Alt-OB Ude zur Hochhaus-Debatte: "Wir brauchen einen neuen Bürgerentscheid"
München - Als Oberbürgermeister war er ein Verfechter von Hochhäusern - bis ihn ausgerechnet sein Vorgänger Schorsch Kronawitter 2004 mit einem Bürgerbegehren und Bürgerentscheid ausbremste.
Und heute? Ist Christian Ude selbst Alt-Oberbürgermeister - und fordert einen neuen Hochhaus-Entscheid. Ein AZ-Gespräch über Irrtümer der Vergangenheit - und rote Linien, die Bestand haben.

AZ: Herr Ude, 2004 haben Sie argumentiert, ein Hochhaus-Stopp sei ein "fatales Signal für den Wirtschaftsstandort". Nun kamen seitdem keine neuen Hochhäuser - dafür aber Google, Apple, Microsoft in die Stadt. Haben Sie sich damals geirrt?
CHRISTIAN UDE: Ich denke nach wie vor, dass die Hochhaus-Grenze mit 100 Metern anachronistisch ist. Dass sie auch willkürlich ist, sieht man ja daran, dass Münchens beliebtestes und schönstes Hochhaus, nämlich das an der Isarhangkante von Bea und Walter Betz - unter Georg Kronawitter genehmigt! - 114 Meter hoch ist. Aber die Abkehr von Hochhäusern hat viel mehr Gründe, als ich mir damals klarmachen konnte.
Nichtsdestotrotz: Der Hochhaus-Stopp hat die Wirtschaft offenbar nicht am Florieren gehindert.
______
### Übungsaufgaben
1. Stimmen die folgenden Aussagen mit dem Seitentext überein? Beantworte jede mit Ja oder Nein und zitiere die entscheidenden Worte wörtlich.
(a) Ude hält die Hochhaus-Grenze von 100 Metern heute für angemessen.
(b) Das Hochhaus von Bea und Walter Betz ist 114 Meter hoch.
(c) Kronawitter bremste Ude 2004 mit einem Bürgerbegehren und Bürgerentscheid aus.
2. Entnimm bitte dem Seitentext wörtlich die Passage von „Und heute? Ist“ bis „sich damals geirrt?“.

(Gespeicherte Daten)
______
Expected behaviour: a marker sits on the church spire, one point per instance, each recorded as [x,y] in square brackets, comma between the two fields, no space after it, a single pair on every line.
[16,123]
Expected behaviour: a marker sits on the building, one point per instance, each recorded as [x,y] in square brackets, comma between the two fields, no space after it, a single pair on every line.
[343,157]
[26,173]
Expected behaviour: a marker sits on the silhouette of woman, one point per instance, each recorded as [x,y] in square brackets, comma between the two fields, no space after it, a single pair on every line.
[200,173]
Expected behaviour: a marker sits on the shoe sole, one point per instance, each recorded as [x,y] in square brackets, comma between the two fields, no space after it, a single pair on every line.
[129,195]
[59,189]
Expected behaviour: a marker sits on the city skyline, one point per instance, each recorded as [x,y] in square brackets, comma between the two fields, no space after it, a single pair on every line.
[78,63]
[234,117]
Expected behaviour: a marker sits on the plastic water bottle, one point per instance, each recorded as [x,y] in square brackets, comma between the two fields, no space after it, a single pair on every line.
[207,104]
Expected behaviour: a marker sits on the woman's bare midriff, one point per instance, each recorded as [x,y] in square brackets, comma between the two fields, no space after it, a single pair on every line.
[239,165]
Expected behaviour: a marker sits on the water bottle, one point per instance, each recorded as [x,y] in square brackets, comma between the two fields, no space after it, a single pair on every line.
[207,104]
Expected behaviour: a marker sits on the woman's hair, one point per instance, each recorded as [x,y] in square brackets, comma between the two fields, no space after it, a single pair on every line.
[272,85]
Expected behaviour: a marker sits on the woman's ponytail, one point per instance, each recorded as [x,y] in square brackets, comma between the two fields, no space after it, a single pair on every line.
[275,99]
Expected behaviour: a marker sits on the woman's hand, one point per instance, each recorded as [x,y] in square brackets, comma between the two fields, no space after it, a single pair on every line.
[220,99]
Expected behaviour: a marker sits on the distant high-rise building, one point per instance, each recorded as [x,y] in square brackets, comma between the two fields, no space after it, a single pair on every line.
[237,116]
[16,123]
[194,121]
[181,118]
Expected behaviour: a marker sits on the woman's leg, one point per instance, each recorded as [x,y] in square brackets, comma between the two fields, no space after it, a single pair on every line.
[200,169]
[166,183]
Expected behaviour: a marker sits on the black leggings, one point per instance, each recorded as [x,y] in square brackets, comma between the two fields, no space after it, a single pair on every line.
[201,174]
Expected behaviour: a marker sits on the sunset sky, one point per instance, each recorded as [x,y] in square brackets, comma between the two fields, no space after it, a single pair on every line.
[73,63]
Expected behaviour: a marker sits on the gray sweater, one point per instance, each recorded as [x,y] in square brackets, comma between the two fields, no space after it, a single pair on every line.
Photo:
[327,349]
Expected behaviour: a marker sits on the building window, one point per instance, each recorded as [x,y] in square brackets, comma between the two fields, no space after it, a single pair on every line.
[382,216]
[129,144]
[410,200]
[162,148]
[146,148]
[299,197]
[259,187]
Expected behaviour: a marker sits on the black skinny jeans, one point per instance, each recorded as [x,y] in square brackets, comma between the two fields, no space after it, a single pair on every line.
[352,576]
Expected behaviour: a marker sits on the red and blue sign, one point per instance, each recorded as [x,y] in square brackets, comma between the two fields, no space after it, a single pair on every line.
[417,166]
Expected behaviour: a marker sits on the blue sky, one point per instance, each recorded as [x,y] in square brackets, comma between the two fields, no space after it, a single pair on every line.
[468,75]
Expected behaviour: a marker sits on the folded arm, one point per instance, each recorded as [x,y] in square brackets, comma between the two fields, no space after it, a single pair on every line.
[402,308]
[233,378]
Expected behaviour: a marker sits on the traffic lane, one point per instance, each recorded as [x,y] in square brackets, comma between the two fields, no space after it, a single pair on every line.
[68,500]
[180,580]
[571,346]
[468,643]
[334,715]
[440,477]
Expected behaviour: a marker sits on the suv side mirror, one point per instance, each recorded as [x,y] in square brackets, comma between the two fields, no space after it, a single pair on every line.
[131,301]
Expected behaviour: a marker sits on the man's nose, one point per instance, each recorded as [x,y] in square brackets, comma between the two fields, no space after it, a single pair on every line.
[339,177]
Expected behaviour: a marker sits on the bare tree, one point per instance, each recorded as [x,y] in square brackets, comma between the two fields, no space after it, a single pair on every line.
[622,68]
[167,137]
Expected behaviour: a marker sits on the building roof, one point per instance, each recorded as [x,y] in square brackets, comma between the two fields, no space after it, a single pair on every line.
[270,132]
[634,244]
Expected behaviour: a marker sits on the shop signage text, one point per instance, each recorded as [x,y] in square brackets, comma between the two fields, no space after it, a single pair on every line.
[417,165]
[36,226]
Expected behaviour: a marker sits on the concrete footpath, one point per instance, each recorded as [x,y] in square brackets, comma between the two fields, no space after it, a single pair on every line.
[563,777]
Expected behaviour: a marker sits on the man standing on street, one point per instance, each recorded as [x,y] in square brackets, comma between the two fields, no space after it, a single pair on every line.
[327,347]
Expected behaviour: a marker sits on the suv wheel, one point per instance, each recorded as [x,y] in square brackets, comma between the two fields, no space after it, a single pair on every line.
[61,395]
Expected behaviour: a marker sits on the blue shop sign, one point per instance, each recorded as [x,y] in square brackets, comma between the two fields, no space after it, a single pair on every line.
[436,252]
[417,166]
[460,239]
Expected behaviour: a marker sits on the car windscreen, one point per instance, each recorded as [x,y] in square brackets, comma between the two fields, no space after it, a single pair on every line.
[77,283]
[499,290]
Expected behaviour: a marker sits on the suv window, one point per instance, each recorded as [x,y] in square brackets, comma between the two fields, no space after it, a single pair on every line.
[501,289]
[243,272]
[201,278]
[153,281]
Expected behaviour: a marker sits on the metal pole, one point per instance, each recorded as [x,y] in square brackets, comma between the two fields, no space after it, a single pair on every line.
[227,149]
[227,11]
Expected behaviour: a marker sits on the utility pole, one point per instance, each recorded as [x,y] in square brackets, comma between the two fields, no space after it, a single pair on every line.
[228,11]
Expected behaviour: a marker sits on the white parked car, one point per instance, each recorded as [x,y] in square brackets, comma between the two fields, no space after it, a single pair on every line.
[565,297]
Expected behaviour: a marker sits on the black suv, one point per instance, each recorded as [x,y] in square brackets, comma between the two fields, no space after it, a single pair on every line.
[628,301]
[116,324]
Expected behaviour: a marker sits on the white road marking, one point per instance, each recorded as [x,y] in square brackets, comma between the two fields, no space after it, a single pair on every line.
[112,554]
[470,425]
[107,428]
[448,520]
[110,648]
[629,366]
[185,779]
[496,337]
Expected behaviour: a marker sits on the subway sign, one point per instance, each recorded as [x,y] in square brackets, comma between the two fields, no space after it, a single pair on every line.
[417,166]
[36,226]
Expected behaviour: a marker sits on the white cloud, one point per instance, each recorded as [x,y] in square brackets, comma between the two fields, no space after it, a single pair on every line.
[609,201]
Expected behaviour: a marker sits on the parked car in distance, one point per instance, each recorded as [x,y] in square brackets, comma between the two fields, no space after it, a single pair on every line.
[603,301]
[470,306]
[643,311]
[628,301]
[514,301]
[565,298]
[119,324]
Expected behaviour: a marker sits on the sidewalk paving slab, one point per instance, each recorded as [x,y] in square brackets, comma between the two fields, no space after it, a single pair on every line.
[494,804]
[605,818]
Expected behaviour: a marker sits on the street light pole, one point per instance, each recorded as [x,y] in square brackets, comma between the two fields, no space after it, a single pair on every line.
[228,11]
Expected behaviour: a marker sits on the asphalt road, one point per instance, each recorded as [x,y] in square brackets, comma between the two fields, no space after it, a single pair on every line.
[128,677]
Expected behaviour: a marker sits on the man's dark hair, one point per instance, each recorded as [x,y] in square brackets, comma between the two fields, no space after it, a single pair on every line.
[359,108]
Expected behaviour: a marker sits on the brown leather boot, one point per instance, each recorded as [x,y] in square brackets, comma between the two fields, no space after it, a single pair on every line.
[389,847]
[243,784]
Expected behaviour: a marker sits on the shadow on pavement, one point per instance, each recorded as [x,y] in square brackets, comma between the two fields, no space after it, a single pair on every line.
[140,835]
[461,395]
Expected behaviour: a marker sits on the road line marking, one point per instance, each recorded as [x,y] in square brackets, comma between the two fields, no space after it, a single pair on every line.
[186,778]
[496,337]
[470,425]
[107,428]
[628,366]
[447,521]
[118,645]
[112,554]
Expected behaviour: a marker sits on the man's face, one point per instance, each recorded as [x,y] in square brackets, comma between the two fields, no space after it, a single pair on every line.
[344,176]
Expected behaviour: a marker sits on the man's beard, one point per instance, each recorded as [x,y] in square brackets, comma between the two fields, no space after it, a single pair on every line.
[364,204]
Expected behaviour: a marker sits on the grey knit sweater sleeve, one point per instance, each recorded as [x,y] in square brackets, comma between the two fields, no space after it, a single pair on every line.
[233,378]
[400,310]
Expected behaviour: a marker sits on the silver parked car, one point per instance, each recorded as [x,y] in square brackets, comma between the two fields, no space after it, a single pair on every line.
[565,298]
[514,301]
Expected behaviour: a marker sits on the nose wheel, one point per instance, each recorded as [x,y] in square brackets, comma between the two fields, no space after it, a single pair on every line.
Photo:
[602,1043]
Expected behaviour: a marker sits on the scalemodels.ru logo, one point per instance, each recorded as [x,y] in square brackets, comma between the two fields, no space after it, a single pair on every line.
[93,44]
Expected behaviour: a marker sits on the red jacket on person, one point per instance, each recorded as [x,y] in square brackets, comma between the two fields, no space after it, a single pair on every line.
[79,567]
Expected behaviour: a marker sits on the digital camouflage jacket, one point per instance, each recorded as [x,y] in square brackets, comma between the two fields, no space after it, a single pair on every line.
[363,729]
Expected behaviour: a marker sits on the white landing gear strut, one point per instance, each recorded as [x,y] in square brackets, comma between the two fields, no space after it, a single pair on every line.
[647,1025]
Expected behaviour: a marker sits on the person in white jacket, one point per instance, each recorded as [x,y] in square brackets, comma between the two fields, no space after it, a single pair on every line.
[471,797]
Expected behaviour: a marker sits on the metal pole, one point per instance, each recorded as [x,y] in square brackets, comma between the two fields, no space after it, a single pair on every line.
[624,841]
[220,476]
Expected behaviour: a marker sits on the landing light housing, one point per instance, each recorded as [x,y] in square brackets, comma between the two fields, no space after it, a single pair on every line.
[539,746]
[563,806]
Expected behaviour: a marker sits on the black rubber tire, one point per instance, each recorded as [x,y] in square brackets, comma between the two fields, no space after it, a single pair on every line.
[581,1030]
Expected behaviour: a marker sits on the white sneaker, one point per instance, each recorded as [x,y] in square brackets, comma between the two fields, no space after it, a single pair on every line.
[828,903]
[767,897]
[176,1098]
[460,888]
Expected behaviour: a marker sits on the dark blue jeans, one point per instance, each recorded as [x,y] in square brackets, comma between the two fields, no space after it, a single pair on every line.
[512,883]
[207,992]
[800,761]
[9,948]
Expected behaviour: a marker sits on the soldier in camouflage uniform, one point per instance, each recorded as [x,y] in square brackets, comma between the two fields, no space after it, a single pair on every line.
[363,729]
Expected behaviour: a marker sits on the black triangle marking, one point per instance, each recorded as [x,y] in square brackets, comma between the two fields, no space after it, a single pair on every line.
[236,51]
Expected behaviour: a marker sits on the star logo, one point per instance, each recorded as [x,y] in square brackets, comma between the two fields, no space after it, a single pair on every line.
______
### Lösungen
1.
(a) Nein: „Ich denke nach wie vor, dass die Hochhaus-Grenze mit 100 Metern anachronistisch ist.“
(b) Ja: „von Bea und Walter Betz - unter Georg Kronawitter genehmigt! - 114 Meter hoch ist“
(c) Ja: „bis ihn ausgerechnet sein Vorgänger Schorsch Kronawitter 2004 mit einem Bürgerbegehren und Bürgerentscheid ausbremste“

2.
Und heute? Ist Christian Ude selbst Alt-Oberbürgermeister - und fordert einen neuen Hochhaus-Entscheid. Ein AZ-Gespräch über Irrtümer der Vergangenheit - und rote Linien, die Bestand haben.

AZ: Herr Ude, 2004 haben Sie argumentiert, ein Hochhaus-Stopp sei ein "fatales Signal für den Wirtschaftsstandort". Nun kamen seitdem keine neuen Hochhäuser - dafür aber Google, Apple, Microsoft in die Stadt. Haben Sie sich damals geirrt?